=== WHAT YOU SHOULD DO ===
Exercise in exact copying. Transcribe every entry that follows, word for word.

------ DATA PROVIDED ------

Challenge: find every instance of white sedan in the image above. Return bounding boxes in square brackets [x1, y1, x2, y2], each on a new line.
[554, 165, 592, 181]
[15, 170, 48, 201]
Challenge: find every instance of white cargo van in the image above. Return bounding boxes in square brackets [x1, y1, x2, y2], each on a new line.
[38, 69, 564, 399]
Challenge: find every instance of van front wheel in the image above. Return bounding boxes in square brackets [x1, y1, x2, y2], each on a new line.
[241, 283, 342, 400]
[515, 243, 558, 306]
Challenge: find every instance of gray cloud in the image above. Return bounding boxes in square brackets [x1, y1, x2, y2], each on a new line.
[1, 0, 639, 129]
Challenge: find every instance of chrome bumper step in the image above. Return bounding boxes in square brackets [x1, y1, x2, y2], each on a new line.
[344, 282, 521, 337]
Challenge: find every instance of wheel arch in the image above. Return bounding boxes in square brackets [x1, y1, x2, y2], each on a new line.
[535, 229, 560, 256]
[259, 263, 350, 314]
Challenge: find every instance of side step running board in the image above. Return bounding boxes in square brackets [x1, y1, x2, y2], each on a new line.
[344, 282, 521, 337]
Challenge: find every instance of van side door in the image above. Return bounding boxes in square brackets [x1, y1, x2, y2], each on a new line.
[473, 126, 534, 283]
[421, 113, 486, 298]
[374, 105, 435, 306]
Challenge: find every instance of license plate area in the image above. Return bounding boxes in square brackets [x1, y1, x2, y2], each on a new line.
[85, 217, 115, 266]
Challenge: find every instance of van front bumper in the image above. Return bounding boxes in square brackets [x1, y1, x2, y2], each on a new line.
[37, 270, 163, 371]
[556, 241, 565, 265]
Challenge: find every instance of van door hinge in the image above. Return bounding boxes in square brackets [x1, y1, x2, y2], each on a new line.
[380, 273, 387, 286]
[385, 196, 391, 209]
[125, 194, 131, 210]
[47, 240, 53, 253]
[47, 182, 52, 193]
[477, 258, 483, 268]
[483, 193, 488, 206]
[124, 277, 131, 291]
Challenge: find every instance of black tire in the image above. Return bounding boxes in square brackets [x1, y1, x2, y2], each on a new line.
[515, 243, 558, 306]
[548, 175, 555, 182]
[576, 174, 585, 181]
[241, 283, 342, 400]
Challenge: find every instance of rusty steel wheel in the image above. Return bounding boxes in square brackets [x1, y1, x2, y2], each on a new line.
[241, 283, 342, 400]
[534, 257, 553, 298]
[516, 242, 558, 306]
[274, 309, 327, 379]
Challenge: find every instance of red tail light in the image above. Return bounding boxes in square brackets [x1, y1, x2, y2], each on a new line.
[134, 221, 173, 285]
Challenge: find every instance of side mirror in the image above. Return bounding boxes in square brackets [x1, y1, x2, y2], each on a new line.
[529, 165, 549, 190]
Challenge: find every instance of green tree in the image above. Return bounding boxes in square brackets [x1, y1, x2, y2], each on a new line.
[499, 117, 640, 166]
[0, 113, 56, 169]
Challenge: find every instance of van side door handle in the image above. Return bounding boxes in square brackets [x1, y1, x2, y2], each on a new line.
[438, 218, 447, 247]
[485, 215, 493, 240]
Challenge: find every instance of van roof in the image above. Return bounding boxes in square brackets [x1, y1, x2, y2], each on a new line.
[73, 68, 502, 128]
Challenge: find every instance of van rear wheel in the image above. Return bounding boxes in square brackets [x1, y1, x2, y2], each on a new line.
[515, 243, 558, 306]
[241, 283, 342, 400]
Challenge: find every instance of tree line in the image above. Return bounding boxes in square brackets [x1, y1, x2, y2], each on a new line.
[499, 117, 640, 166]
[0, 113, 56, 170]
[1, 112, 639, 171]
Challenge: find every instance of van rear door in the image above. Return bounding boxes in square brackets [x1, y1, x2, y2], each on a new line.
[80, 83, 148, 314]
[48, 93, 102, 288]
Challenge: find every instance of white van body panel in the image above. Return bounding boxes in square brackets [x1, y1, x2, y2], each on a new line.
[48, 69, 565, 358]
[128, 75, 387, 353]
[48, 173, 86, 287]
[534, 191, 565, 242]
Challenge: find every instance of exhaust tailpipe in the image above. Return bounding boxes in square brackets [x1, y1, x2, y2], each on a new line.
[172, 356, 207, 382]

------

=== YOUR RESPONSE ===
Challenge: find every instance of white sedan in the image above. Return bounding boxes in square brackets [x1, y1, x2, y2], each on a new line.
[554, 165, 592, 181]
[15, 170, 48, 201]
Challenge: find every instance of white cargo van in the image above. Return bounding boxes in square brackets [x1, y1, x2, y2], each on a new line.
[38, 69, 564, 399]
Challenge: find every instance of van front wheel in the image above. Return bounding boxes in square brackets [x1, y1, x2, y2], each on a new line.
[241, 283, 342, 400]
[515, 243, 558, 306]
Challenge: find every instance of gray cloud in the image above. Return bounding boxes in square brackets [x1, y1, x2, y2], each on a new line.
[1, 0, 639, 129]
Challenge: find every instance of chrome bumper step in the image above. Return bounding boxes in square brackets [x1, y1, x2, y2], each on a new line.
[344, 282, 521, 337]
Challenge: find every instance of wheel arch in the image above. Return bounding boxes in square brackets [x1, y1, x2, y2], each on a new line.
[535, 229, 560, 256]
[259, 263, 350, 314]
Challenge: find every instance of side step running board in the image above. Return bounding boxes in square brackets [x1, y1, x2, y2], each on a new line.
[344, 282, 521, 337]
Challenge: find every instance of van side door in the image above. Return bounding boxes in square brackets [x1, y1, x2, y2], each on a new line.
[473, 126, 534, 283]
[421, 113, 486, 298]
[374, 105, 435, 306]
Challenge: find every instance of license plate area in the image above. Return bounding boxes in square brackets [x1, y1, x2, y2], each on a new line.
[85, 217, 115, 266]
Challenge: find every instance of van front bumper in the image above. Return bounding boxes in square brackets [x1, y1, x2, y2], each on a new line.
[37, 270, 163, 371]
[556, 241, 565, 265]
Challenge: find every instance of van door hinge in the image above. Return bounding boxes in square brackets [x1, y1, x2, y2], each on a new line.
[380, 273, 387, 286]
[385, 196, 391, 209]
[125, 194, 131, 210]
[47, 240, 53, 253]
[47, 182, 52, 193]
[477, 258, 483, 268]
[483, 193, 488, 206]
[124, 277, 131, 291]
Challenge: find every instance of black tire in the image above. Return bounding boxes in square brackets [x1, y1, x2, y2], each on a new line.
[515, 243, 558, 306]
[548, 175, 555, 182]
[576, 174, 585, 181]
[241, 283, 342, 400]
Challenge: find every instance of rusty steel wheel in the image above. Return bounding boxes in square brackets [x1, y1, x2, y2], each on a new line.
[241, 283, 342, 400]
[534, 257, 553, 298]
[516, 242, 558, 306]
[274, 309, 327, 379]
Challenge: find every instance of red tail light in the image above. Return bounding boxes in square brackets [x1, y1, x2, y2], each on a new line.
[134, 221, 173, 285]
Challenge: find every instance of side mirror in the image above. Return bounding boxes in square brackets [x1, y1, x2, y2], each on a new line.
[529, 165, 549, 190]
Challenge: find every instance of green tree in the image above. Return bounding boxes in square brackets [x1, y1, x2, y2], each on a new line.
[499, 117, 640, 166]
[0, 113, 56, 169]
Challenge: find every instance of van side door handle in the image above. Return bounding boxes in square brackets [x1, y1, x2, y2], each on a new line.
[438, 218, 447, 247]
[485, 215, 493, 240]
Challenge: find every instance of van roof in the image above. Return bounding boxes in square brackets [x1, y1, x2, y2], each on a new line.
[73, 68, 502, 128]
Challenge: find every instance of van rear wheel in the image above. Return bounding boxes in square brackets [x1, y1, x2, y2], each on a new line.
[515, 243, 558, 306]
[241, 283, 342, 400]
Challenge: find every instance of tree line in the image above. Return bounding boxes in square brackets [x1, y1, x2, y2], each on a new line.
[499, 117, 640, 166]
[0, 113, 56, 170]
[1, 112, 639, 171]
Challenge: find every instance of van rear door in the image above. Return bounding boxes in square brackets [x1, y1, x2, y2], each on a new line.
[80, 83, 148, 314]
[48, 93, 102, 288]
Challenge: find every instance of white van body panel in the image above. Return bounding boxes in square brackets [x1, y1, x2, y2], each on a new line.
[48, 69, 565, 358]
[128, 75, 387, 353]
[48, 173, 86, 287]
[534, 191, 565, 242]
Challenge: find every instance of exhaust tailpipe in the image above. Return bounding boxes in square brackets [x1, y1, x2, y2], each on a new line.
[172, 356, 207, 382]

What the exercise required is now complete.